§ Task to complete:
Reproduce the passage of the article on gun store thefts below between "Going back a" and "increased 175 percent.", inclusive, word for word.

Even with relatively stable firearms sales a growing number of individuals believe that free beats using a credit card or cash.
Increasingly over at least the past few years the number of firearms thefts and firearms-related robberies has climbed appreciably.
The Bureau of Alcohol, Tobacco, Firearms and Explosives (commonly and simply referred to as the BATF) reports that in the 2015 calendar year alone statistics show that 436 federally licensed firearms dealers reported gun store burglaries. Last year that figure sharply rose to 558 such instances.
Translated into actual numbers, the 2015 calendar year saw the heist of 4,721 firearms, a figure that jumped to 7,488 in calendar year 2016, says the BATF.
Going back a little further, the figures supplied by the BATF show that in calendar year 2012, there were only 377 burglaries of licensed firearms dealers which resulted in the theft of 4,340 firearms.
As for robberies of federal licensed dealers, in 2012 that figure was just 12, increasing to 33 in calander year 2016. Thus the BATF says that number of (largely) gun store-associated robberies has increased 175 percent.
This jump is seen in the number of firearms stolen during robberies of FFL licensed holders, too, up from 118 in calendar year 2012 to 370 in calendar year 2016; or an increase of 214 percent.
By BATF definition, “Burglary is the unlawful entry of a structure to commit a felony or theft. A robbery is taking anything of value from the care, custody, or control of a person or persons by force or threat of force or violence. While there is nuance and each case is assessed individually, overwhelmingly you will see that burglaries occur during non-operating hours and robberies occur during operating hours.”
The aforementioned legal description was provided by Suzanne L. Dabkowski, Public Information Officer for the BATF’s Columbus Field Division.
Also, gun stores (BATF’s designated Type 01 dealers) were targeted in 50-percent of the combined robbery and burglary categories. This was followed by 30-percent for Type 02 FFL-license holders, or pawn shops.
Refined further,75 percent of all robbery thefts involved handguns while almost 23 percent were long-guns, says the BATF.
Asked about 03 FFL license holders – those persons with the federal government’s Curio and Relic firearms collector’s permits - thefts and robberies are almost non-existent, Dabkowski says.
“They’re pretty rare, and I can think of only one such instance in my career,” Dabkowski says. “03 (Curio and Relic) license holders tend to be very discreet about their collections., which often contain valuable firearms.”
Dabkowski says that firearms thefts and robberies of FFL dealers at gun shows are unusual as well, though not to the same degree experienced by Curio and Relic license holders.

§ Recorded information:
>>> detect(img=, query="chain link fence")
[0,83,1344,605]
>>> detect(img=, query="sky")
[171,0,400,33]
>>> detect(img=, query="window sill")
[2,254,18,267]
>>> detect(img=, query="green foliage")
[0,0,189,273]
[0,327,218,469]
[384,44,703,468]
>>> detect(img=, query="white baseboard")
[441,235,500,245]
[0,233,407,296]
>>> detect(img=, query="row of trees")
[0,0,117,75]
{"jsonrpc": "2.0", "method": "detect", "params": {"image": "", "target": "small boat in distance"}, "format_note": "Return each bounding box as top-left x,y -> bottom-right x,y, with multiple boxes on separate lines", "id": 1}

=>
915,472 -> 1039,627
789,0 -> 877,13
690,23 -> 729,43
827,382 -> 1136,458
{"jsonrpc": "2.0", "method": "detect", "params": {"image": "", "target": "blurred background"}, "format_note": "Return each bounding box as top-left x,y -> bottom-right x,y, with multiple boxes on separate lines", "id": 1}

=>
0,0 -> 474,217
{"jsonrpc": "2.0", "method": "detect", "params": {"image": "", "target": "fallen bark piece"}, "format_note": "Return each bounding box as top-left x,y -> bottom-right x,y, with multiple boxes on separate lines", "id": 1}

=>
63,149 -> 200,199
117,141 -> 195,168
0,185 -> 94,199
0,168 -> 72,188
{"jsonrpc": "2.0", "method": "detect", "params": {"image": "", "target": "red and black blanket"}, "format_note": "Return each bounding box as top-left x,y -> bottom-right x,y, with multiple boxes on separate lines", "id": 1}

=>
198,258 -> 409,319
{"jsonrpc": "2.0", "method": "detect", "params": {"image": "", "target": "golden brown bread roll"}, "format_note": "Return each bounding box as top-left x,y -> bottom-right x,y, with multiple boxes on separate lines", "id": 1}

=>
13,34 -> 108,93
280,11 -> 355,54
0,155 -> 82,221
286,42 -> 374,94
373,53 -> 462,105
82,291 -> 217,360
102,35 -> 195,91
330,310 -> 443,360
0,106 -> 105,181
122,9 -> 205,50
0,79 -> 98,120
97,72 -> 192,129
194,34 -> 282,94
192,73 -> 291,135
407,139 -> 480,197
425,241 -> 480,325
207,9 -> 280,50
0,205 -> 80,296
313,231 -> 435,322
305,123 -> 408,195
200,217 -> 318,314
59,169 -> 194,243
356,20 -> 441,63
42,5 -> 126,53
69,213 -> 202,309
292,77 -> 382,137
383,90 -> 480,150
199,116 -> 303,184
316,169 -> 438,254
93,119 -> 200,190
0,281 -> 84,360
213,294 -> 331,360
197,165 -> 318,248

§ Solved problem:
Going back a little further, the figures supplied by the BATF show that in calendar year 2012, there were only 377 burglaries of licensed firearms dealers which resulted in the theft of 4,340 firearms.
As for robberies of federal licensed dealers, in 2012 that figure was just 12, increasing to 33 in calander year 2016. Thus the BATF says that number of (largely) gun store-associated robberies has increased 175 percent.